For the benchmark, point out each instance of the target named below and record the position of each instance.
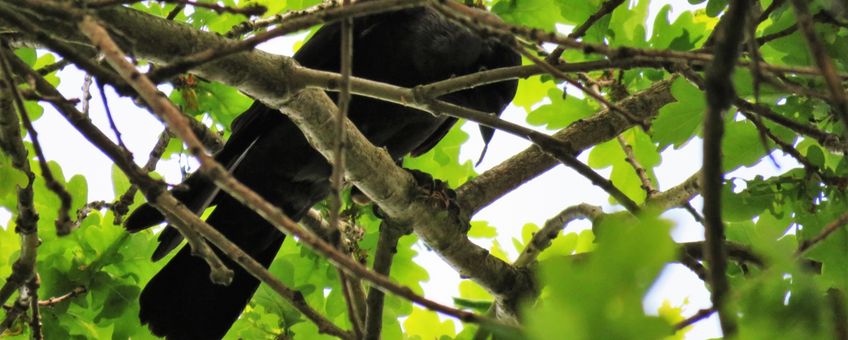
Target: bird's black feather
(269, 154)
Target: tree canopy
(608, 88)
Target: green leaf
(583, 298)
(423, 324)
(534, 13)
(679, 121)
(482, 229)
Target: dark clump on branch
(268, 153)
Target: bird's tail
(181, 302)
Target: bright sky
(534, 202)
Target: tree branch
(719, 95)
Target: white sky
(534, 202)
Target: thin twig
(35, 318)
(630, 157)
(257, 24)
(63, 222)
(606, 8)
(700, 315)
(23, 269)
(496, 27)
(834, 225)
(331, 14)
(839, 99)
(101, 89)
(18, 309)
(840, 316)
(719, 96)
(249, 10)
(543, 238)
(77, 291)
(386, 249)
(121, 205)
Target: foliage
(592, 282)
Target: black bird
(269, 154)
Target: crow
(269, 154)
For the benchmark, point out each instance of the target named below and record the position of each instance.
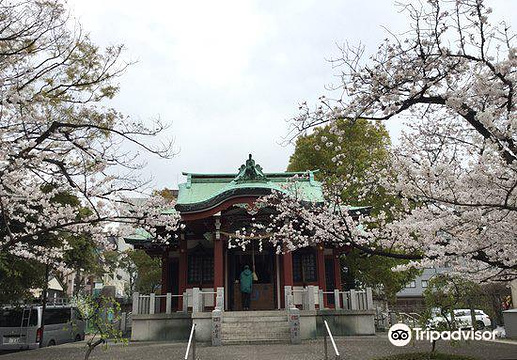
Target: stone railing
(347, 300)
(162, 304)
(156, 304)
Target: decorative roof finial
(250, 172)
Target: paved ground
(352, 348)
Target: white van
(20, 328)
(464, 320)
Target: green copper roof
(207, 190)
(138, 235)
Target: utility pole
(44, 307)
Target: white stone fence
(162, 304)
(347, 300)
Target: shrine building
(202, 263)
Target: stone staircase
(245, 327)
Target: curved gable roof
(204, 191)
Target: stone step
(253, 332)
(251, 335)
(258, 313)
(239, 319)
(258, 326)
(256, 341)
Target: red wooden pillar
(320, 260)
(337, 269)
(165, 272)
(287, 274)
(165, 278)
(288, 269)
(182, 268)
(218, 263)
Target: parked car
(21, 327)
(463, 319)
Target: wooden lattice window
(200, 268)
(304, 267)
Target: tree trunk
(44, 296)
(92, 346)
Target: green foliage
(102, 314)
(362, 146)
(375, 271)
(149, 271)
(426, 356)
(17, 277)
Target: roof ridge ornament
(250, 172)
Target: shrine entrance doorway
(264, 290)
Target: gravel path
(351, 348)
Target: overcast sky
(228, 74)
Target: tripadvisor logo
(401, 334)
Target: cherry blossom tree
(452, 78)
(58, 136)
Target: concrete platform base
(176, 326)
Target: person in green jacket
(246, 281)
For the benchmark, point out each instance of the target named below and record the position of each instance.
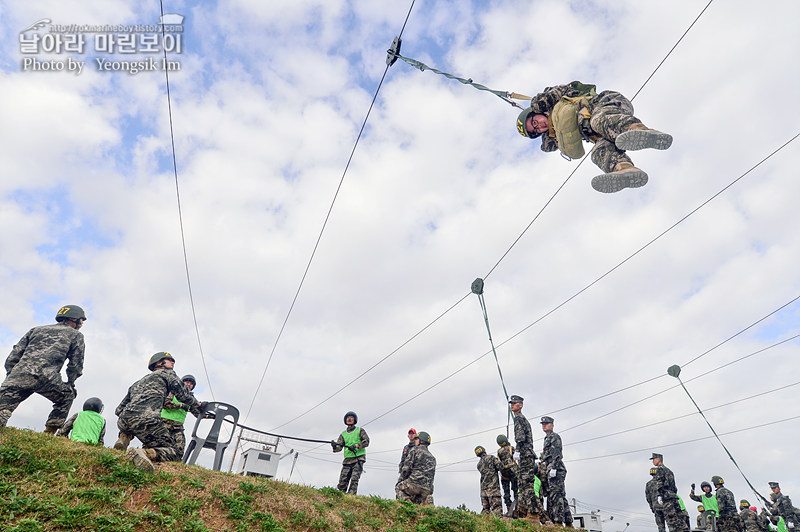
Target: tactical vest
(352, 439)
(564, 120)
(710, 503)
(87, 427)
(178, 415)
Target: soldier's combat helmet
(70, 312)
(158, 357)
(94, 404)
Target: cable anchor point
(393, 51)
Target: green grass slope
(49, 483)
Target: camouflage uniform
(176, 428)
(523, 437)
(140, 412)
(489, 466)
(612, 114)
(416, 484)
(552, 457)
(753, 522)
(650, 493)
(728, 520)
(508, 473)
(783, 507)
(352, 467)
(667, 495)
(34, 366)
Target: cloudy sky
(267, 102)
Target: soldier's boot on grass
(640, 137)
(142, 458)
(122, 443)
(625, 175)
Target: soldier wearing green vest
(354, 441)
(707, 499)
(173, 414)
(566, 115)
(87, 426)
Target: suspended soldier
(419, 469)
(173, 414)
(552, 458)
(523, 438)
(489, 467)
(651, 494)
(667, 495)
(354, 441)
(782, 506)
(566, 115)
(728, 520)
(34, 366)
(87, 426)
(509, 470)
(751, 520)
(140, 413)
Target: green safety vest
(353, 438)
(87, 427)
(710, 503)
(178, 415)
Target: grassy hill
(49, 483)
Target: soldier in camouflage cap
(416, 484)
(565, 115)
(140, 413)
(34, 366)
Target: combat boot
(123, 442)
(640, 137)
(141, 458)
(625, 175)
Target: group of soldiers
(718, 511)
(417, 464)
(530, 482)
(153, 410)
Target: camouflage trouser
(729, 523)
(175, 429)
(510, 486)
(612, 114)
(661, 523)
(408, 491)
(557, 505)
(153, 434)
(351, 473)
(527, 472)
(19, 386)
(674, 516)
(492, 503)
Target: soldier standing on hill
(667, 495)
(354, 441)
(651, 494)
(140, 413)
(34, 366)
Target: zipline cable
(324, 224)
(675, 371)
(180, 214)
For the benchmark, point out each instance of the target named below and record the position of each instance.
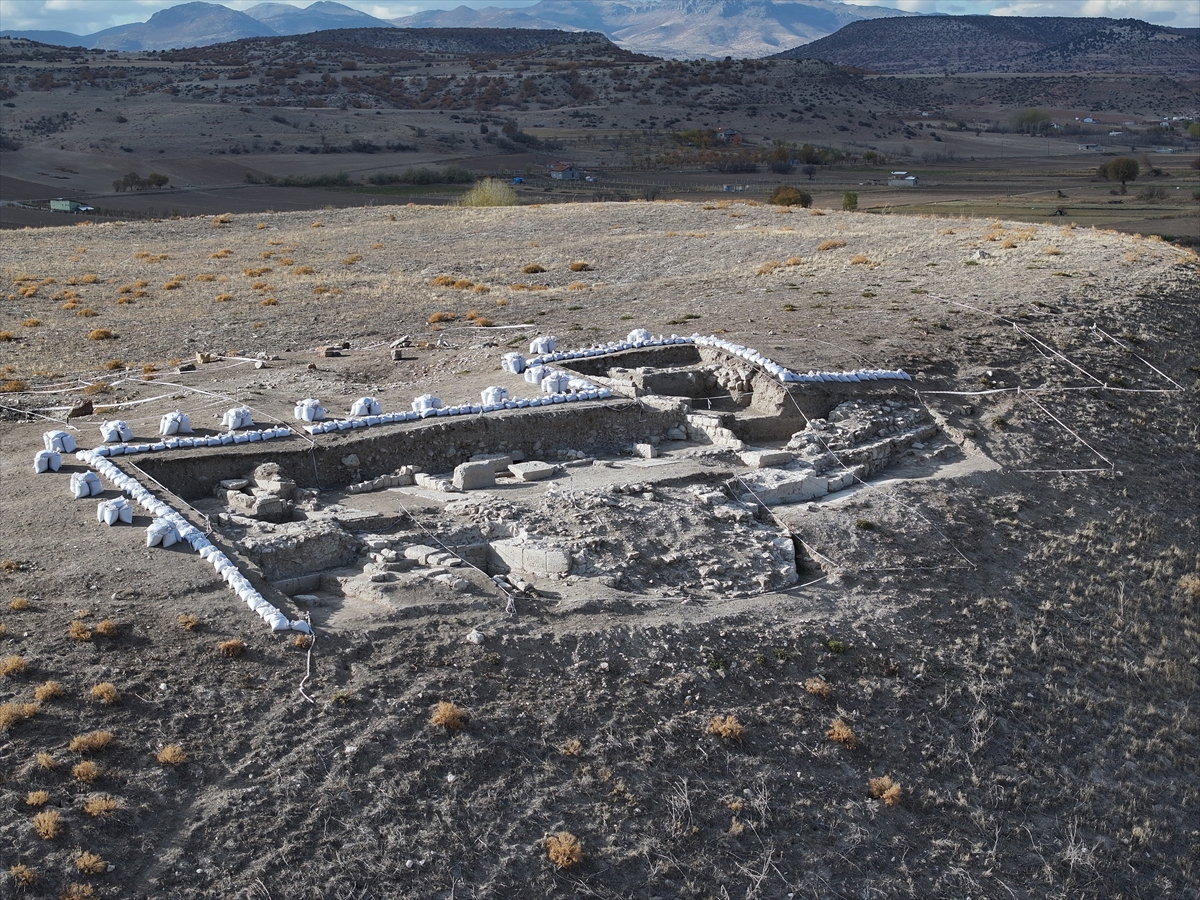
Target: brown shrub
(101, 805)
(564, 850)
(172, 755)
(449, 717)
(85, 772)
(841, 733)
(48, 825)
(106, 693)
(37, 798)
(819, 688)
(727, 729)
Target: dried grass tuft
(727, 729)
(564, 850)
(449, 717)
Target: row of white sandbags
(185, 443)
(195, 537)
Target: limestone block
(474, 475)
(532, 471)
(766, 459)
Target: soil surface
(1006, 624)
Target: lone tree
(1123, 168)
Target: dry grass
(173, 754)
(48, 825)
(47, 691)
(106, 693)
(37, 798)
(727, 729)
(85, 772)
(90, 742)
(106, 628)
(90, 863)
(819, 688)
(885, 789)
(841, 733)
(564, 850)
(449, 717)
(102, 805)
(15, 713)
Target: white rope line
(1123, 347)
(1073, 433)
(307, 671)
(510, 607)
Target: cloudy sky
(83, 17)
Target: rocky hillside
(995, 43)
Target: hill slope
(996, 43)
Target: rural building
(565, 172)
(61, 205)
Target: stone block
(766, 459)
(533, 471)
(474, 475)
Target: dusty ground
(1018, 636)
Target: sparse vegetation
(449, 717)
(564, 850)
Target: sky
(82, 17)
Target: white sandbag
(59, 442)
(309, 411)
(366, 406)
(238, 418)
(115, 431)
(47, 461)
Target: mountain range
(667, 28)
(935, 45)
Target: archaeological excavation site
(735, 552)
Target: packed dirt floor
(971, 673)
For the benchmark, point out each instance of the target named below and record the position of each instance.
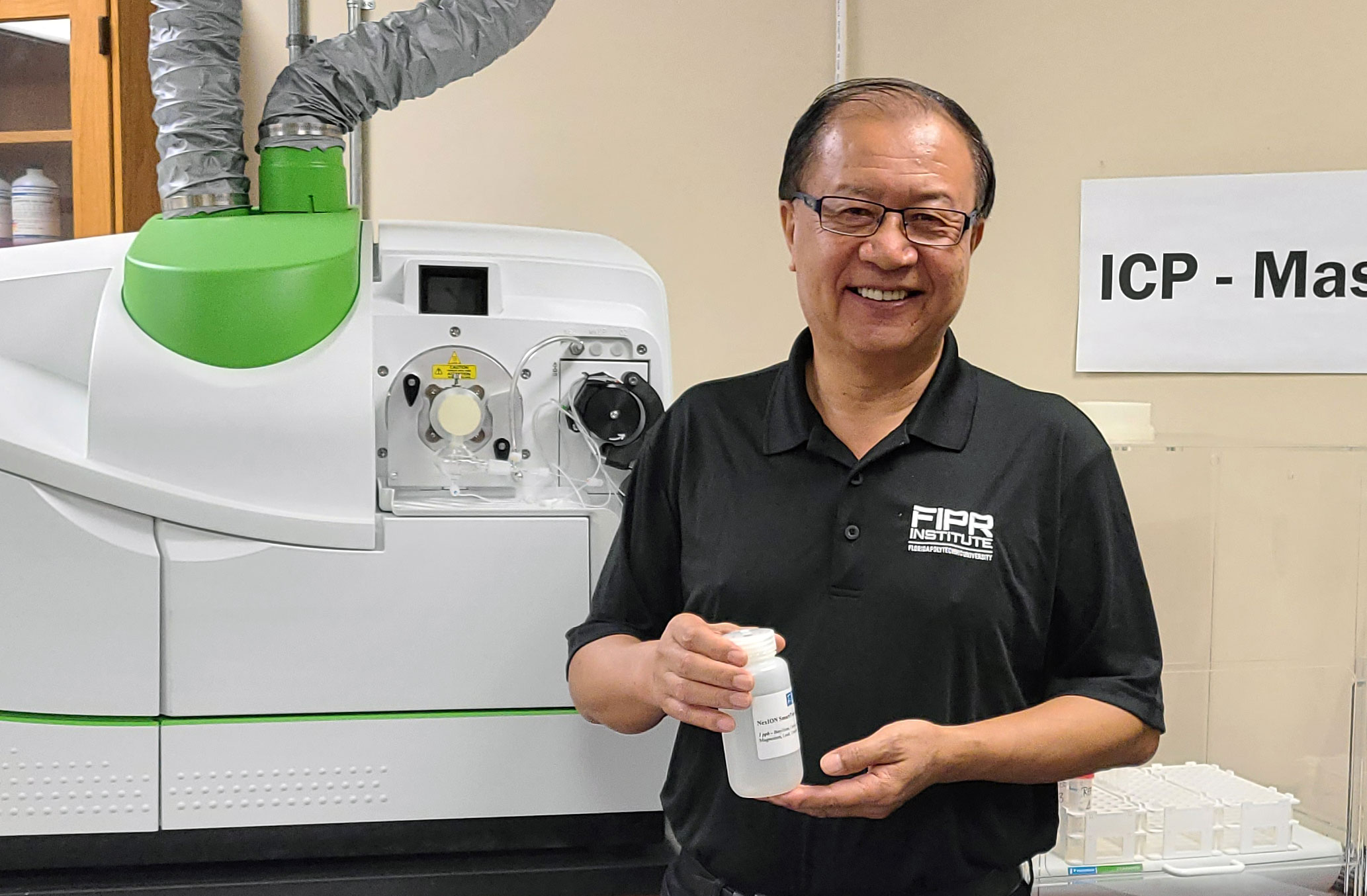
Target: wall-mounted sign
(1227, 274)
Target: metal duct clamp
(205, 201)
(304, 129)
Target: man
(949, 556)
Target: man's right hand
(695, 672)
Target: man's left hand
(897, 762)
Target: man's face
(900, 159)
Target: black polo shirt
(981, 560)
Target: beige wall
(1072, 89)
(624, 116)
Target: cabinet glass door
(36, 136)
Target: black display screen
(453, 291)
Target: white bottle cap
(758, 643)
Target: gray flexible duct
(343, 81)
(196, 74)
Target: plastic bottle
(6, 220)
(763, 752)
(1076, 793)
(37, 214)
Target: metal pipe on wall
(356, 150)
(298, 38)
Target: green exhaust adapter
(251, 291)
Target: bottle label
(36, 212)
(775, 725)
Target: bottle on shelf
(36, 208)
(6, 220)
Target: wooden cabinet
(75, 99)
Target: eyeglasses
(860, 218)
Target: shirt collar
(942, 418)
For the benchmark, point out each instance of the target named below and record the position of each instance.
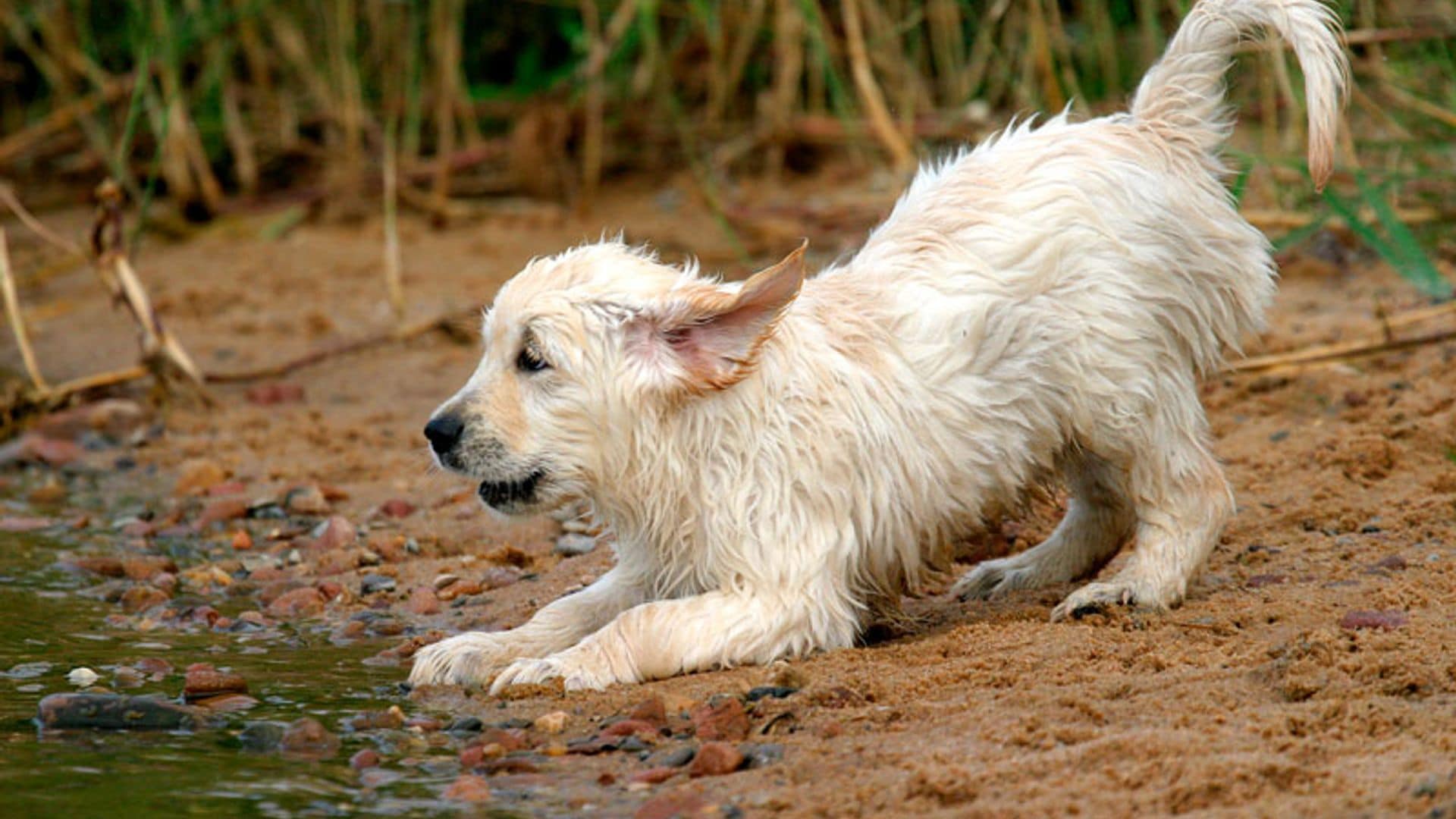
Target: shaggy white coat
(780, 463)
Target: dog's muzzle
(504, 494)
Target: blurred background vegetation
(457, 108)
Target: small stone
(221, 510)
(206, 681)
(142, 598)
(308, 739)
(261, 736)
(465, 725)
(680, 805)
(764, 754)
(299, 602)
(199, 475)
(631, 727)
(653, 776)
(146, 567)
(375, 583)
(468, 787)
(554, 722)
(114, 711)
(651, 711)
(715, 760)
(574, 545)
(306, 500)
(500, 576)
(721, 717)
(775, 691)
(270, 394)
(397, 507)
(473, 755)
(1382, 620)
(679, 757)
(424, 602)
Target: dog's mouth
(504, 494)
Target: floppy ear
(708, 337)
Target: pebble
(206, 681)
(114, 711)
(422, 601)
(679, 805)
(261, 736)
(465, 725)
(221, 510)
(554, 722)
(468, 787)
(306, 500)
(309, 739)
(299, 602)
(270, 394)
(373, 583)
(775, 691)
(199, 475)
(721, 717)
(653, 776)
(142, 598)
(1383, 620)
(397, 507)
(762, 754)
(574, 545)
(679, 757)
(335, 534)
(715, 760)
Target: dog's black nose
(443, 433)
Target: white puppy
(783, 458)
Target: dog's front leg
(669, 637)
(472, 659)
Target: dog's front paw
(468, 659)
(580, 668)
(990, 579)
(1095, 598)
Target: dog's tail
(1183, 93)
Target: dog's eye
(529, 362)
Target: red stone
(715, 760)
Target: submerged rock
(114, 711)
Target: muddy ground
(1266, 692)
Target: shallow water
(293, 673)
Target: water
(291, 672)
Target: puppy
(783, 458)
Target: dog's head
(580, 349)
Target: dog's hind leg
(1181, 500)
(1097, 523)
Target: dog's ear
(711, 338)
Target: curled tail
(1183, 93)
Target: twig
(36, 224)
(61, 118)
(12, 308)
(900, 152)
(394, 280)
(402, 333)
(1329, 353)
(159, 347)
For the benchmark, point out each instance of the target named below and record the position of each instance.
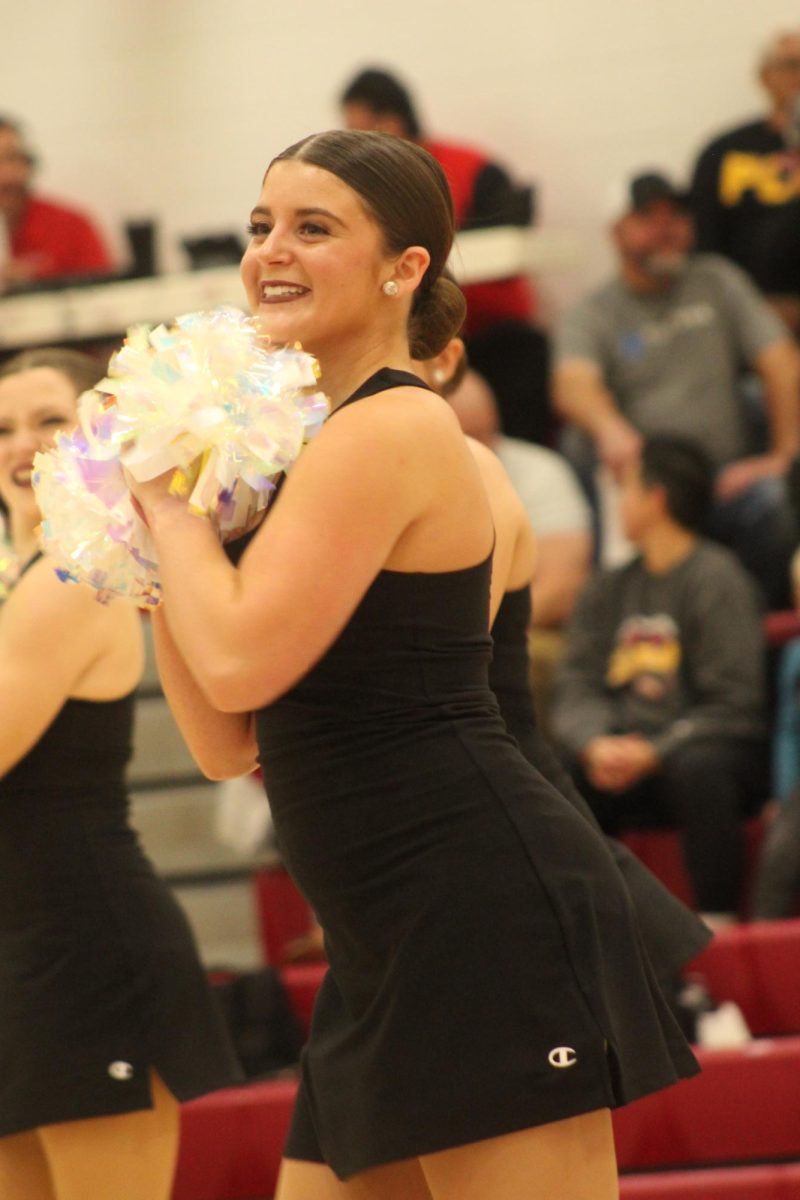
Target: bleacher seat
(660, 850)
(282, 912)
(758, 967)
(232, 1143)
(744, 1107)
(773, 1181)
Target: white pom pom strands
(202, 399)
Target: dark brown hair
(407, 193)
(82, 370)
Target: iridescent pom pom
(200, 399)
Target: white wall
(172, 108)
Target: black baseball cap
(650, 189)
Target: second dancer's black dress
(100, 977)
(486, 970)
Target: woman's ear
(410, 267)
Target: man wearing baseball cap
(660, 349)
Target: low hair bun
(437, 317)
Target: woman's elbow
(239, 689)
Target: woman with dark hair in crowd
(106, 1018)
(488, 999)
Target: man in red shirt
(42, 240)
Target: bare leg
(24, 1174)
(314, 1181)
(571, 1159)
(128, 1157)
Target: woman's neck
(23, 535)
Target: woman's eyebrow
(260, 210)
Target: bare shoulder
(52, 606)
(403, 414)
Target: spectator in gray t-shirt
(661, 349)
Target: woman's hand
(154, 495)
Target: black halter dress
(486, 969)
(100, 977)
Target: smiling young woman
(488, 999)
(106, 1015)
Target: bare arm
(223, 744)
(779, 366)
(56, 641)
(563, 568)
(388, 483)
(582, 397)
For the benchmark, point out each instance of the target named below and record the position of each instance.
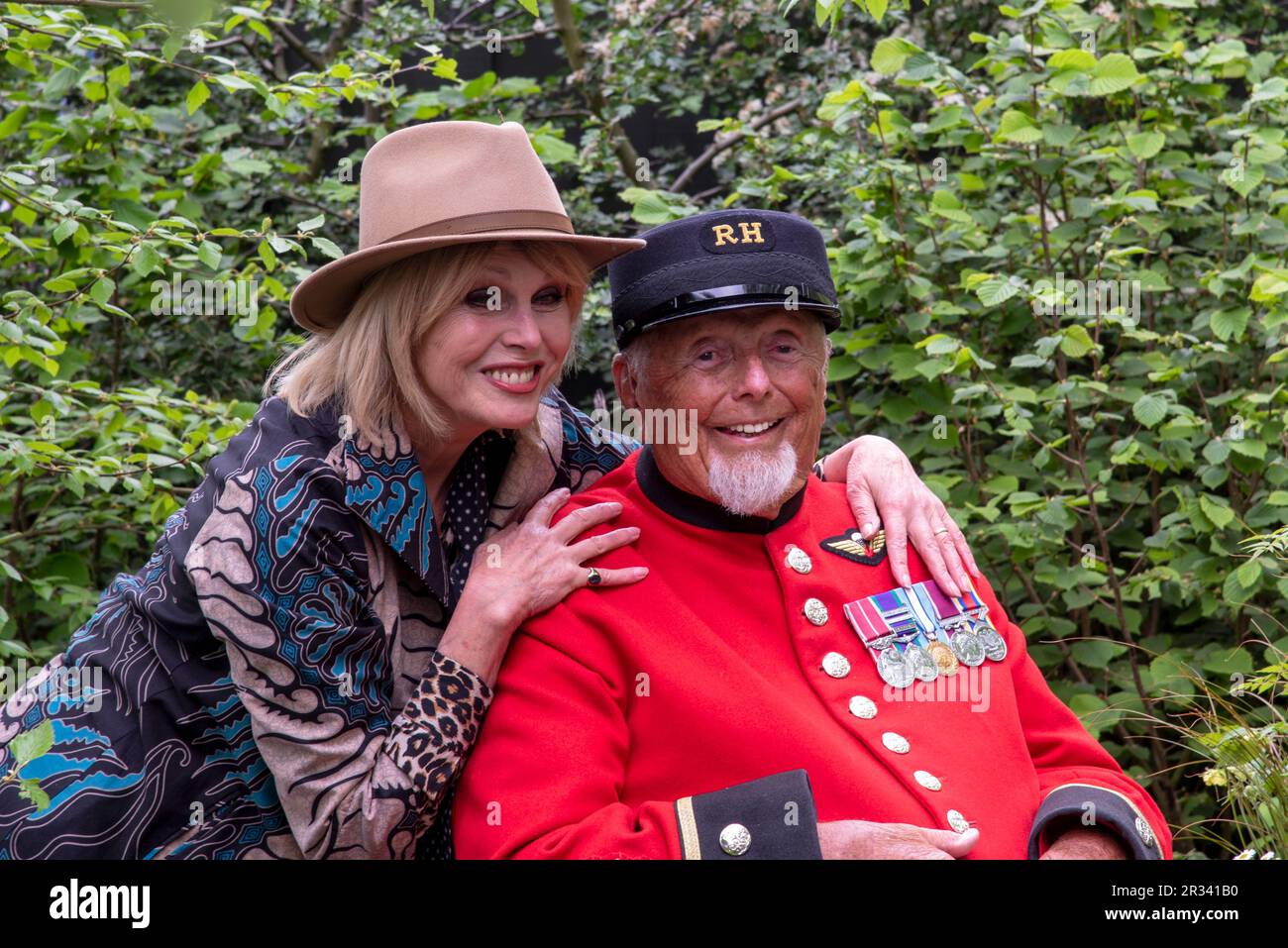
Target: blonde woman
(303, 664)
■ ■ ■ ■ ■ ■ ■
* Exercise details: Beginning at the line that contains "Target: low hair bun", give the remaining lines of the records again exactly, through the last one. Leave out pictures.

* Answer to the problem:
Target: low hair bun
(437, 317)
Target: woman's elbow
(239, 689)
Target: woman with dark hair in crowd
(106, 1018)
(488, 999)
Target: man in red shirt
(42, 240)
Target: bare leg
(24, 1174)
(314, 1181)
(571, 1159)
(128, 1157)
Target: woman's neck
(23, 535)
Target: woman's eyebrow
(260, 210)
Target: bare shoulder
(52, 606)
(403, 414)
Target: spectator in gray t-shirt
(661, 349)
Target: woman's hand
(154, 495)
Target: black halter dress
(486, 969)
(100, 977)
Target: smiling young woman
(488, 999)
(106, 1015)
Target: bare arm
(223, 744)
(779, 366)
(56, 641)
(563, 568)
(388, 483)
(582, 397)
For the benchmark, point out each instance of the target named below and record the position of each instance.
Target: blonde woman
(303, 664)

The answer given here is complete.